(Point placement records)

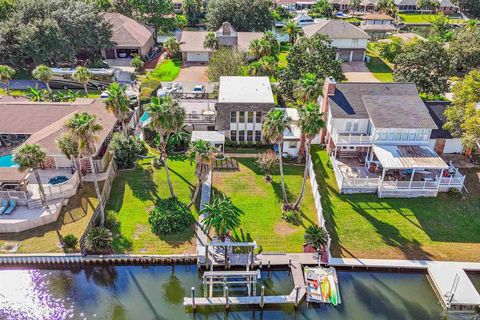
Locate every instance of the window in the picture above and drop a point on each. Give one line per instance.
(258, 117)
(355, 126)
(348, 126)
(249, 135)
(258, 135)
(241, 135)
(250, 117)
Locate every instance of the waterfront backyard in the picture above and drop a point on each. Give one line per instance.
(364, 226)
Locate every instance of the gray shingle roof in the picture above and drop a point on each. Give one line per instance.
(348, 102)
(398, 112)
(335, 29)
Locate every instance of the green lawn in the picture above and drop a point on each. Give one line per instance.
(166, 71)
(260, 202)
(381, 69)
(134, 194)
(72, 220)
(417, 18)
(365, 226)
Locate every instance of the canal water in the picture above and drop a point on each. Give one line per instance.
(156, 292)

What you have to do
Print the lines above from the one containing "Locate every instance of the waterfront" through the end of the records, reproducing each line verbatim.

Exercise response
Locate every instance of the waterfront backyard in the picture above and drop a point on each. Give one line per instance.
(364, 226)
Locate every instance of the gray shingle roof in the picture above and drop a point on each. Give one line per instance.
(348, 102)
(398, 112)
(335, 29)
Locate every instance of the green lawn in the picture above and drop a point on each. Give one line per instance.
(166, 71)
(260, 202)
(381, 69)
(134, 194)
(72, 220)
(417, 18)
(365, 226)
Locate every instance of the canal water in the picture above and drop a point on each. Give one line per instance.
(156, 292)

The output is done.